◆ Written problem 1 ◆
In the travel piece, what color are the men mostly robed in?

◆ Document ◆
________________________________________

My eyes are struggling to adapt to this terrain. Having been saturated with the green of England, this looks so, so beige, all sand, not white, not yellow, just ‘blah’
So I sit and ‘gaze’ mindlessly travelling through scrubland, weary from an excruciatingly long flight.
Then, for a moment, I See, my eyes attuned; the curve of the freeway; a building moulded, bent, shaped; a minaret, curved, detailed, elegant.
At exactly the same moment, it blurs as if melting back into the sand. So I’m not sure of anything except the cold air conditioning of the impeccably clean bus.
I then see Nothing; as far as the horizon. This Nothing is messy after the manicured Devon fields, rocks, sand, scrub, a camel, all beige and scruffy looking, as if no one had been in to tidy for years.
My breath is suspended as some dunes appear – such beauty, soaring, orange, a sweeping curve reminding me of an eagles wing
This is a different place; I must sit up and take note.
Tourists please follow brown signs – I don’t see any brown signs – what does that mean? Where do the tourists go?
The roads are magnificent and everyone travels sedately, I notice. No one speeds (what’s the secret I ask myself? Chop off their wheels if they do😜)
Everyone moves quietly, almost elegantly, perhaps the beautiful sleek dress has something to do with it. The men stand tall, robed mostly in white – So white, so clean, so uncreased 😂. The women almost exclusively in black, from head to toe.

________________________________________

◆ Data excerpts ◆
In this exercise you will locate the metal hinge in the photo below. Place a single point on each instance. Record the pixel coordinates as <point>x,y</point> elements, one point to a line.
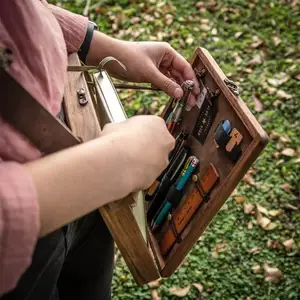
<point>232,86</point>
<point>5,57</point>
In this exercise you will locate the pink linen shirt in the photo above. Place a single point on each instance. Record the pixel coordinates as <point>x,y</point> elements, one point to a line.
<point>40,36</point>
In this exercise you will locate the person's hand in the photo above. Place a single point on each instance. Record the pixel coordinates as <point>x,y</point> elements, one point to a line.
<point>145,144</point>
<point>158,63</point>
<point>150,62</point>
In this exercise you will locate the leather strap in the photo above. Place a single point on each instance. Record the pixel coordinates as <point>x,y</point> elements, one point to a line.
<point>183,215</point>
<point>28,116</point>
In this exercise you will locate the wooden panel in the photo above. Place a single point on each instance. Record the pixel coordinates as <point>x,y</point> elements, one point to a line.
<point>119,216</point>
<point>234,109</point>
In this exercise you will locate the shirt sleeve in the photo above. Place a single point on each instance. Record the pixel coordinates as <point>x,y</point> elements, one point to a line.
<point>74,27</point>
<point>19,223</point>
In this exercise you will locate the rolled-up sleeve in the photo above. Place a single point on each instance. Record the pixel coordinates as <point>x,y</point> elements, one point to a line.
<point>74,27</point>
<point>19,223</point>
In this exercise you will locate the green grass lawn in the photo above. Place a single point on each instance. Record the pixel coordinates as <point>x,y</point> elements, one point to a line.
<point>256,43</point>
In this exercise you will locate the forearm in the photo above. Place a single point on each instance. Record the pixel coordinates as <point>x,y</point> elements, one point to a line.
<point>102,46</point>
<point>73,182</point>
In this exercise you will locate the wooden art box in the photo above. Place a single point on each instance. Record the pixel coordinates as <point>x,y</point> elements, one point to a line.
<point>217,141</point>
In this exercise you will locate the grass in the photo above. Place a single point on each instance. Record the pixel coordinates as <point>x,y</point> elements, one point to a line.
<point>235,32</point>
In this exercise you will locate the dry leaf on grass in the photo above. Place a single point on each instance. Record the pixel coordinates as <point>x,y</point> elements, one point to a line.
<point>198,286</point>
<point>155,295</point>
<point>287,187</point>
<point>250,225</point>
<point>264,222</point>
<point>254,250</point>
<point>290,206</point>
<point>256,268</point>
<point>262,209</point>
<point>279,79</point>
<point>274,244</point>
<point>288,152</point>
<point>248,208</point>
<point>154,284</point>
<point>272,274</point>
<point>276,40</point>
<point>258,106</point>
<point>249,179</point>
<point>276,212</point>
<point>239,199</point>
<point>288,244</point>
<point>256,60</point>
<point>283,95</point>
<point>180,292</point>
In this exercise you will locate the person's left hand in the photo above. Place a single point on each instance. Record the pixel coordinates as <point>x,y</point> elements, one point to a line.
<point>159,64</point>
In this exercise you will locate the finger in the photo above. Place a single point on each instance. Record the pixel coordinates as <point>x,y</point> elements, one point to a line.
<point>166,84</point>
<point>175,74</point>
<point>185,69</point>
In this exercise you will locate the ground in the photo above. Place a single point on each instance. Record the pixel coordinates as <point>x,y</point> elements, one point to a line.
<point>251,249</point>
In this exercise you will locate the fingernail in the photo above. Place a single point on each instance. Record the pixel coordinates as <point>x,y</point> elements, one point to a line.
<point>178,93</point>
<point>188,107</point>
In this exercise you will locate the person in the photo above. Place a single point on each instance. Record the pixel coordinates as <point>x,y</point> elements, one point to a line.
<point>54,243</point>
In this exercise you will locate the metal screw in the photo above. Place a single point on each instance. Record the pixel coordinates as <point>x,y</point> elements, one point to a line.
<point>81,97</point>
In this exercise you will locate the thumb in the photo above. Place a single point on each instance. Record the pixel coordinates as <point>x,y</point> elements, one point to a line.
<point>165,83</point>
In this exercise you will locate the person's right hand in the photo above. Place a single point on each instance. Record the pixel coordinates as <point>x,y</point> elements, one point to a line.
<point>145,144</point>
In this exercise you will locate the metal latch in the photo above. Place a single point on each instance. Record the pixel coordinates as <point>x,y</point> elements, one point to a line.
<point>232,86</point>
<point>81,97</point>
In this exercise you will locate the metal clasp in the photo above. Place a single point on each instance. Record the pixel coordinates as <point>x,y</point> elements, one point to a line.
<point>232,86</point>
<point>81,97</point>
<point>5,57</point>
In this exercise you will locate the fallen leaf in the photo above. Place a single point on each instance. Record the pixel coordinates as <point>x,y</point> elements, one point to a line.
<point>258,106</point>
<point>256,60</point>
<point>272,274</point>
<point>288,152</point>
<point>238,34</point>
<point>290,206</point>
<point>276,40</point>
<point>180,292</point>
<point>257,43</point>
<point>239,199</point>
<point>248,208</point>
<point>169,19</point>
<point>135,20</point>
<point>276,212</point>
<point>254,250</point>
<point>287,187</point>
<point>264,222</point>
<point>190,40</point>
<point>220,247</point>
<point>155,283</point>
<point>262,209</point>
<point>283,95</point>
<point>284,139</point>
<point>198,286</point>
<point>155,295</point>
<point>288,244</point>
<point>279,79</point>
<point>276,103</point>
<point>274,244</point>
<point>256,268</point>
<point>205,27</point>
<point>238,60</point>
<point>249,179</point>
<point>271,226</point>
<point>199,4</point>
<point>250,225</point>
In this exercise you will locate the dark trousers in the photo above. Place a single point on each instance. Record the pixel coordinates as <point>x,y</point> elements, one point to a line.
<point>74,262</point>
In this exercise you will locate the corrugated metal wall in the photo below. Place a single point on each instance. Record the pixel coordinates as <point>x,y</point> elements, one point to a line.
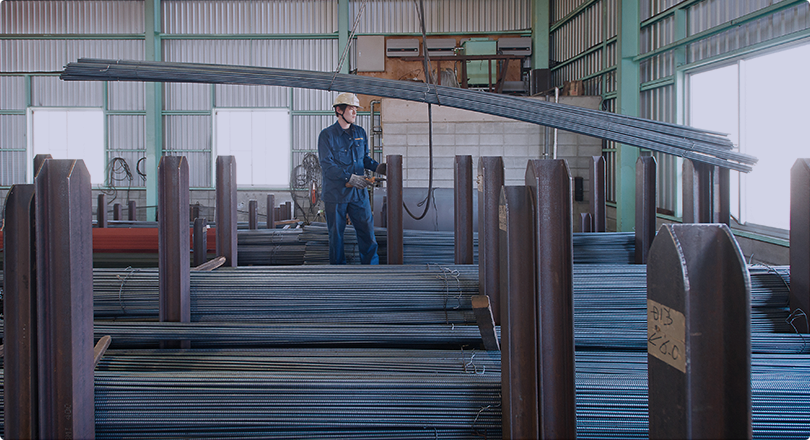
<point>302,34</point>
<point>445,16</point>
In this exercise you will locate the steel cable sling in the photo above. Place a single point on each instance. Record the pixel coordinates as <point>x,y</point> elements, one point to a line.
<point>673,139</point>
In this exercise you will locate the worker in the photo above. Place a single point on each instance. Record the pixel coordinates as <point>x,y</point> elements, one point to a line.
<point>343,153</point>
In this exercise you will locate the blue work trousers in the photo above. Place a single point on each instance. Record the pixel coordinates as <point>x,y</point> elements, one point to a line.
<point>360,215</point>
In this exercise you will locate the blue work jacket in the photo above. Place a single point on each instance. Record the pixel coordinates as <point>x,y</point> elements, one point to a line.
<point>342,155</point>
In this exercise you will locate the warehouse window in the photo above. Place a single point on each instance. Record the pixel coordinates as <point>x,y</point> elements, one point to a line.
<point>75,133</point>
<point>259,139</point>
<point>758,102</point>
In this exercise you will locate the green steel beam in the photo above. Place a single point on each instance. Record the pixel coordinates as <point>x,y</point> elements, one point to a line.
<point>343,32</point>
<point>326,36</point>
<point>627,103</point>
<point>541,18</point>
<point>573,14</point>
<point>721,28</point>
<point>71,37</point>
<point>154,107</point>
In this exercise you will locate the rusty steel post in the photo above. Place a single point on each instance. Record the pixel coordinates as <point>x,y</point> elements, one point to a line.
<point>395,247</point>
<point>549,182</point>
<point>39,159</point>
<point>697,192</point>
<point>19,311</point>
<point>698,334</point>
<point>645,207</point>
<point>462,214</point>
<point>226,209</point>
<point>132,211</point>
<point>200,241</point>
<point>585,222</point>
<point>253,214</point>
<point>800,243</point>
<point>101,211</point>
<point>519,392</point>
<point>490,181</point>
<point>173,243</point>
<point>64,254</point>
<point>271,218</point>
<point>597,182</point>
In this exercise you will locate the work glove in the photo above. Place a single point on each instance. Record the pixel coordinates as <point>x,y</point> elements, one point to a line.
<point>358,181</point>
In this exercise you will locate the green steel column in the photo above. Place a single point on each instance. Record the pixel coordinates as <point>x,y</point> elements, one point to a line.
<point>627,103</point>
<point>541,19</point>
<point>343,32</point>
<point>154,107</point>
<point>540,38</point>
<point>680,61</point>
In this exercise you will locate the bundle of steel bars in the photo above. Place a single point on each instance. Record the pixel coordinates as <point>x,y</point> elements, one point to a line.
<point>688,142</point>
<point>423,247</point>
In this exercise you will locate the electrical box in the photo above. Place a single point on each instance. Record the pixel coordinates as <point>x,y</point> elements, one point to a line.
<point>370,53</point>
<point>515,46</point>
<point>478,71</point>
<point>441,46</point>
<point>402,47</point>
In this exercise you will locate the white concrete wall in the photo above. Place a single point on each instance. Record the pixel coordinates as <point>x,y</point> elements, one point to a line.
<point>463,132</point>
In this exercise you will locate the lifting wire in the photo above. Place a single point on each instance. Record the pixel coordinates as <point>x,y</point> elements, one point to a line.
<point>420,7</point>
<point>348,43</point>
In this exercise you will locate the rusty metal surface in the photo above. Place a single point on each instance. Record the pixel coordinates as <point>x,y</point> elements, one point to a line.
<point>132,210</point>
<point>645,207</point>
<point>697,192</point>
<point>200,244</point>
<point>490,181</point>
<point>64,255</point>
<point>19,311</point>
<point>519,368</point>
<point>699,343</point>
<point>253,214</point>
<point>271,202</point>
<point>226,220</point>
<point>486,324</point>
<point>39,159</point>
<point>463,213</point>
<point>800,242</point>
<point>550,187</point>
<point>597,182</point>
<point>394,218</point>
<point>585,222</point>
<point>173,241</point>
<point>101,211</point>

________________________________________

◆ Written problem 2 ◆
In the entries, reproduce the lines between the line holding "In this exercise you will locate the lifting" and the line holding "<point>348,43</point>", inclusive.

◆ Written reply 1 ◆
White.

◆ Written reply 2 ◆
In this exercise you will locate the lifting wire in the photo above. Place a single point on each instance. Record the pixel coordinates as <point>x,y</point> elements, one point to a line.
<point>420,7</point>
<point>348,43</point>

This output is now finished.